• **RECORDS**:
╔══

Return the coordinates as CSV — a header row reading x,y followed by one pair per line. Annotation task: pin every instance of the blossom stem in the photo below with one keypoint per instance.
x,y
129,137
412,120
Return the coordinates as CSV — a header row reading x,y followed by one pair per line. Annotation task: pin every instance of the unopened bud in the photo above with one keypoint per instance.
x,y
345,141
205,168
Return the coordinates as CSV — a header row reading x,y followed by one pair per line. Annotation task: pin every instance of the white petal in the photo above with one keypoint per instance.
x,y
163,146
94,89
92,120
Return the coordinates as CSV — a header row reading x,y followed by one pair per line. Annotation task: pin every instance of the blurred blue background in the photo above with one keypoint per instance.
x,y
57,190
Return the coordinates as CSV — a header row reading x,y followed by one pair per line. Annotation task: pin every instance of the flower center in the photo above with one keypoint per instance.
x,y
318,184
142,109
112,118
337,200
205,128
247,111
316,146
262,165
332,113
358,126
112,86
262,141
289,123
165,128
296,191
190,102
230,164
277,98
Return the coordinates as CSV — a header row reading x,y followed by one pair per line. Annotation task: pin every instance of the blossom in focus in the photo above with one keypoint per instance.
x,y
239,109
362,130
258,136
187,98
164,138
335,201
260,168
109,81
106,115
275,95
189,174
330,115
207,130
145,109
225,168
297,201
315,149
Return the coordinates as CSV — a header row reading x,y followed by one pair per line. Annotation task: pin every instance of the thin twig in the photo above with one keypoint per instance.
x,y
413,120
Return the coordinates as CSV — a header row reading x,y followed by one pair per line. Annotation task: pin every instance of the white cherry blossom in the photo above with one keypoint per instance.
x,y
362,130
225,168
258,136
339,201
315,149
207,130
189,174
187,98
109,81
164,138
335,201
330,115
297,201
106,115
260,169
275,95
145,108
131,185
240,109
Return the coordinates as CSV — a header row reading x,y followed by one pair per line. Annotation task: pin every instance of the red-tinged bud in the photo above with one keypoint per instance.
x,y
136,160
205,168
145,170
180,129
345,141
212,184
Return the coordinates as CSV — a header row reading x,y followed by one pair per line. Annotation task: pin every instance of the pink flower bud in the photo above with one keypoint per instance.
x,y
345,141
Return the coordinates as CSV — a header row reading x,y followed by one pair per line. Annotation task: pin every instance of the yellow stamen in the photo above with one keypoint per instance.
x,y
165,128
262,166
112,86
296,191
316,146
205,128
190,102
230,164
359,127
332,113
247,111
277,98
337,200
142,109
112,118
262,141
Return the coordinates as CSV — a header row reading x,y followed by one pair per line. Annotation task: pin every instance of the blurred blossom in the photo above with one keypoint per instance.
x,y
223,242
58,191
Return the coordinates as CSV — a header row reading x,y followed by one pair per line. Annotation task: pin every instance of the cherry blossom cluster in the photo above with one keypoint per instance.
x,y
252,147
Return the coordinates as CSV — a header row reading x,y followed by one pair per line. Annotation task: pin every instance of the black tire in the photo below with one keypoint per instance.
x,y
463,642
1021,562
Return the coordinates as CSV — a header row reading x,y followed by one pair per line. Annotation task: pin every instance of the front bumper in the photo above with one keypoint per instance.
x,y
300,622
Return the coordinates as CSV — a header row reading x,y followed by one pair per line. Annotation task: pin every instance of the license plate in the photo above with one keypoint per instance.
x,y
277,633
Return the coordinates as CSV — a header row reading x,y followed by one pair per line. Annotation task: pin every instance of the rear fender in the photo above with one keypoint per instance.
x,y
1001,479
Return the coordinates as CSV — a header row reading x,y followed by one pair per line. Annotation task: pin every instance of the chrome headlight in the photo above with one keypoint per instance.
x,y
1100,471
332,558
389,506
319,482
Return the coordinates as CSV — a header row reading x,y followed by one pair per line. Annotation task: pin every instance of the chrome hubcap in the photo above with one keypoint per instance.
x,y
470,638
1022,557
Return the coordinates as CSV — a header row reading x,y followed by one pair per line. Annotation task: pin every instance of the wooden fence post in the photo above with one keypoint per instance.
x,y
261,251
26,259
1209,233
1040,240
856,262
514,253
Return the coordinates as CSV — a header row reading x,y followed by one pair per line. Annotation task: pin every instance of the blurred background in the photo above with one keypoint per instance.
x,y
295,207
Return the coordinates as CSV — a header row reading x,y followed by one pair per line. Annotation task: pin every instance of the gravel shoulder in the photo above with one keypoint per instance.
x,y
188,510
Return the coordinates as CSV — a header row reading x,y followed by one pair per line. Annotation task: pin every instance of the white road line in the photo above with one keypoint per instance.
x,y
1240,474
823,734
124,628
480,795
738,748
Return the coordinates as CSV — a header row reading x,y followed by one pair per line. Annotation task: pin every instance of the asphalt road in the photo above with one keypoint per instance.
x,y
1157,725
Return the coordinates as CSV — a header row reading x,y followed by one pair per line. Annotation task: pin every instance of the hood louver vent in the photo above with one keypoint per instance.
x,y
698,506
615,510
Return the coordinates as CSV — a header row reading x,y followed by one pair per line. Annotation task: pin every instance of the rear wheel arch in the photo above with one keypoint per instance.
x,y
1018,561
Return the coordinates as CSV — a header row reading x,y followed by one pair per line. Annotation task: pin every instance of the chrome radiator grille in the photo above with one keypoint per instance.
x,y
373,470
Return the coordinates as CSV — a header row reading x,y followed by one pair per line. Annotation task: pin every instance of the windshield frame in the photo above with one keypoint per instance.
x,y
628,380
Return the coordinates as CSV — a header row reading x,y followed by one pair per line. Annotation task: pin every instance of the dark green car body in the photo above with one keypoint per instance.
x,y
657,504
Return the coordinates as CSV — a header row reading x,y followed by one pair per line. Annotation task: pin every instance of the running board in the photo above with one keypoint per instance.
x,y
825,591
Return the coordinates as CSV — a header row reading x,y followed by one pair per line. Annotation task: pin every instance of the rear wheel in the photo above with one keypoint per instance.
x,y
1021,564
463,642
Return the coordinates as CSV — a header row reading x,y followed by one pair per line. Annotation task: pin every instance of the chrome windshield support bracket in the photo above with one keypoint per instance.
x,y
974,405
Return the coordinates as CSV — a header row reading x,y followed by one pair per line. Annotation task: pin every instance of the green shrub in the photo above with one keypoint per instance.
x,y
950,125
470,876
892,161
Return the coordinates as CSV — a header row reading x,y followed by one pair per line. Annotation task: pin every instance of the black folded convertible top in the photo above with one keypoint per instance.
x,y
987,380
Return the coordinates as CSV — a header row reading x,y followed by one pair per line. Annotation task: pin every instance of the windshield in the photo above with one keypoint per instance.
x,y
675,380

╚══

Render every line of the entries above as a two-column Markdown table, with a running row number under "Row" and the line's text under "Entry line". Leave out blank lines.

| Row | Entry line |
|---|---|
| 1 | Return the coordinates as CSV — a header row reading x,y followed by one pair per line. Annotation task: pin every instance of the blossom stem in the photo below with one keypoint per instance. |
| 2 | x,y |
| 3 | 129,137 |
| 4 | 412,120 |
| 5 | Return the coordinates as CSV — a header row reading x,y followed by one pair per line. Annotation task: pin every instance of the unopened bud in the photo above with one keypoint per instance. |
| 6 | x,y |
| 7 | 345,141 |
| 8 | 205,168 |
| 9 | Return the coordinates as CSV — a header row reading x,y followed by one pair per line. Annotation task: pin every instance of the white petal in the photo above with one keypoint per instance. |
| 10 | x,y |
| 11 | 163,146 |
| 12 | 94,89 |
| 13 | 92,120 |
| 14 | Return the coordinates as CSV — a header row reading x,y followed by one pair per line. Annotation task: pin every instance of the blurred blue background in the photo above with one keypoint per instance. |
| 15 | x,y |
| 16 | 57,190 |
| 17 | Return the coordinates as CSV — a header row reading x,y followed by one pair per line. Annotation task: pin every instance of the flower center in the photo above with one keypoint per instance. |
| 18 | x,y |
| 19 | 318,184 |
| 20 | 142,109 |
| 21 | 112,118 |
| 22 | 337,200 |
| 23 | 205,128 |
| 24 | 247,111 |
| 25 | 316,146 |
| 26 | 262,165 |
| 27 | 332,113 |
| 28 | 358,126 |
| 29 | 112,86 |
| 30 | 262,141 |
| 31 | 289,123 |
| 32 | 165,128 |
| 33 | 296,191 |
| 34 | 190,102 |
| 35 | 230,164 |
| 36 | 277,98 |
| 37 | Return the coordinates as CSV — a header row reading x,y followed by one pair per line. Annotation task: pin every instance of the blossom in focus in the photo above with one keypoint per instance. |
| 38 | x,y |
| 39 | 239,109 |
| 40 | 362,130 |
| 41 | 258,136 |
| 42 | 187,98 |
| 43 | 164,138 |
| 44 | 335,201 |
| 45 | 260,168 |
| 46 | 109,81 |
| 47 | 106,115 |
| 48 | 275,95 |
| 49 | 189,174 |
| 50 | 330,115 |
| 51 | 207,130 |
| 52 | 145,109 |
| 53 | 225,168 |
| 54 | 297,201 |
| 55 | 315,149 |
| 56 | Return the coordinates as CSV — a header row reading x,y followed by one pair per line. Annotation task: pin every instance of the thin twig in the photo above with one keypoint per instance. |
| 57 | x,y |
| 58 | 413,120 |
| 59 | Return the coordinates as CSV — a header row reading x,y followed by one pair per line. Annotation task: pin every instance of the white cherry blossom in the photo above with one keypoint per instance. |
| 60 | x,y |
| 61 | 362,130 |
| 62 | 225,168 |
| 63 | 258,136 |
| 64 | 339,201 |
| 65 | 315,149 |
| 66 | 207,130 |
| 67 | 189,174 |
| 68 | 187,98 |
| 69 | 109,81 |
| 70 | 164,138 |
| 71 | 335,201 |
| 72 | 330,115 |
| 73 | 297,201 |
| 74 | 106,115 |
| 75 | 260,169 |
| 76 | 275,95 |
| 77 | 145,108 |
| 78 | 131,185 |
| 79 | 240,109 |
| 80 | Return the coordinates as CSV — a header row reading x,y followed by one pair per line. Annotation task: pin every instance of the red-tinged bud in the photo above with one keypoint per instance. |
| 81 | x,y |
| 82 | 136,160 |
| 83 | 205,168 |
| 84 | 145,170 |
| 85 | 180,129 |
| 86 | 345,141 |
| 87 | 212,184 |
| 88 | Return the coordinates as CSV — a header row reading x,y followed by one pair per line. Annotation task: pin every instance of the pink flower bud in the photo above with one keypoint per instance. |
| 89 | x,y |
| 90 | 345,141 |
| 91 | Return the coordinates as CSV — a header row reading x,y followed by one pair per line. Annotation task: pin every instance of the yellow stamen in the photo above with one keypoint per instance. |
| 92 | x,y |
| 93 | 165,128 |
| 94 | 262,166 |
| 95 | 112,86 |
| 96 | 296,191 |
| 97 | 316,146 |
| 98 | 205,128 |
| 99 | 190,102 |
| 100 | 230,164 |
| 101 | 359,127 |
| 102 | 332,113 |
| 103 | 247,111 |
| 104 | 277,98 |
| 105 | 337,200 |
| 106 | 142,109 |
| 107 | 112,118 |
| 108 | 262,141 |
| 109 | Return the coordinates as CSV — a header row reading x,y followed by one pair per line. Annotation task: pin every instance of the blurred blossom in the photo above with one keypoint per instance. |
| 110 | x,y |
| 111 | 223,242 |
| 112 | 58,191 |
| 113 | Return the coordinates as CSV — a header row reading x,y followed by one pair per line. Annotation task: pin every instance of the cherry blossom cluster in the photo above with one keypoint per instance. |
| 114 | x,y |
| 115 | 252,147 |
| 116 | Return the coordinates as CSV — a header row reading x,y followed by one pair per line. Annotation task: pin every instance of the black tire in the photo below with one keypoint per instance. |
| 117 | x,y |
| 118 | 463,642 |
| 119 | 1021,562 |
| 120 | Return the coordinates as CSV — a header row reading x,y followed by one pair per line. Annotation task: pin every instance of the front bumper in the photo above with one keypoint per instance. |
| 121 | x,y |
| 122 | 300,622 |
| 123 | Return the coordinates as CSV — a header row reading x,y followed by one pair per line. Annotation task: pin every instance of the license plate in the photo above with one keypoint per instance. |
| 124 | x,y |
| 125 | 277,633 |
| 126 | Return the coordinates as CSV — a header row reading x,y followed by one pair per line. Annotation task: pin every instance of the rear fender in the photo above with one keypoint per instance. |
| 127 | x,y |
| 128 | 1001,479 |
| 129 | Return the coordinates as CSV — a header row reading x,y followed by one pair per line. Annotation task: pin every instance of the chrome headlight in the photo above with one keypoint per instance. |
| 130 | x,y |
| 131 | 1100,471 |
| 132 | 332,558 |
| 133 | 389,506 |
| 134 | 319,482 |
| 135 | Return the coordinates as CSV — a header row reading x,y followed by one pair per line. Annotation task: pin every instance of the chrome hubcap in the photo above with one keypoint per instance. |
| 136 | x,y |
| 137 | 470,638 |
| 138 | 1022,557 |
| 139 | Return the coordinates as CSV — a header row reading x,y followed by one pair per line. Annotation task: pin every instance of the wooden fence post in the photo above with one keypoint per instance. |
| 140 | x,y |
| 141 | 261,251 |
| 142 | 26,259 |
| 143 | 1209,233 |
| 144 | 1040,240 |
| 145 | 856,262 |
| 146 | 514,253 |
| 147 | Return the coordinates as CSV — a header row reading x,y followed by one pair per line. Annotation task: pin every instance of the blurred background in the photo above with one keypoint per instance. |
| 148 | x,y |
| 149 | 295,207 |
| 150 | Return the coordinates as CSV — a header row reading x,y followed by one pair per line. Annotation task: pin every instance of the gravel shoulder in the photo above with one keypoint per instance. |
| 151 | x,y |
| 152 | 188,510 |
| 153 | Return the coordinates as CSV — a header row reading x,y followed by one pair per line. Annotation task: pin every instance of the white road line in the photo above with one keypoint per instance. |
| 154 | x,y |
| 155 | 1240,474 |
| 156 | 823,734 |
| 157 | 124,628 |
| 158 | 480,795 |
| 159 | 738,748 |
| 160 | Return the coordinates as CSV — a header row reading x,y followed by one pair per line. Annotation task: pin every instance of the asphalt road in the photo above with one keypoint per instance. |
| 161 | x,y |
| 162 | 1157,725 |
| 163 | Return the coordinates as CSV — a header row reading x,y followed by one pair per line. Annotation task: pin every instance of the hood louver vent in the photo above with one keypoint per instance. |
| 164 | x,y |
| 165 | 698,506 |
| 166 | 615,510 |
| 167 | Return the coordinates as CSV — a header row reading x,y followed by one pair per line. Annotation task: pin every instance of the rear wheel arch in the photo above with one keypoint per instance. |
| 168 | x,y |
| 169 | 1018,561 |
| 170 | Return the coordinates as CSV — a header row reading x,y followed by one pair per line. Annotation task: pin every instance of the chrome radiator grille in the photo above with one keypoint per instance. |
| 171 | x,y |
| 172 | 373,470 |
| 173 | Return the coordinates as CSV — a header row reading x,y followed by one pair per line. Annotation task: pin every instance of the windshield frame in the photo above with one keypoint per instance. |
| 174 | x,y |
| 175 | 628,380 |
| 176 | Return the coordinates as CSV — a header row reading x,y followed by one pair per line. Annotation task: pin every instance of the dark green car body in the photo above with one keypoint per instance. |
| 177 | x,y |
| 178 | 657,504 |
| 179 | Return the coordinates as CSV — a header row reading x,y followed by one pair per line. Annotation task: pin every instance of the running board in the photo above with one keypoint per instance. |
| 180 | x,y |
| 181 | 825,591 |
| 182 | Return the coordinates as CSV — a header row reading x,y followed by one pair per line. Annotation task: pin every instance of the rear wheel in the photo above with one keypoint per instance. |
| 183 | x,y |
| 184 | 1021,564 |
| 185 | 463,642 |
| 186 | Return the coordinates as CSV — a header row reading x,y followed by one pair per line. Annotation task: pin every instance of the chrome windshield support bracket in the photo above with one keypoint per instance. |
| 187 | x,y |
| 188 | 974,405 |
| 189 | Return the coordinates as CSV — a header row reading x,y followed by one pair per line. Annotation task: pin every instance of the green shrub in the photo above with one keypoint per instance. |
| 190 | x,y |
| 191 | 950,125 |
| 192 | 470,876 |
| 193 | 892,161 |
| 194 | Return the coordinates as CSV — a header row reading x,y followed by one pair per line. Annotation task: pin every instance of the black folded convertible top in the photo above with one keypoint per instance. |
| 195 | x,y |
| 196 | 987,380 |
| 197 | Return the coordinates as CSV — a header row reading x,y followed by one pair per line. Annotation task: pin every instance of the windshield in the photo above with one keypoint per instance. |
| 198 | x,y |
| 199 | 675,380 |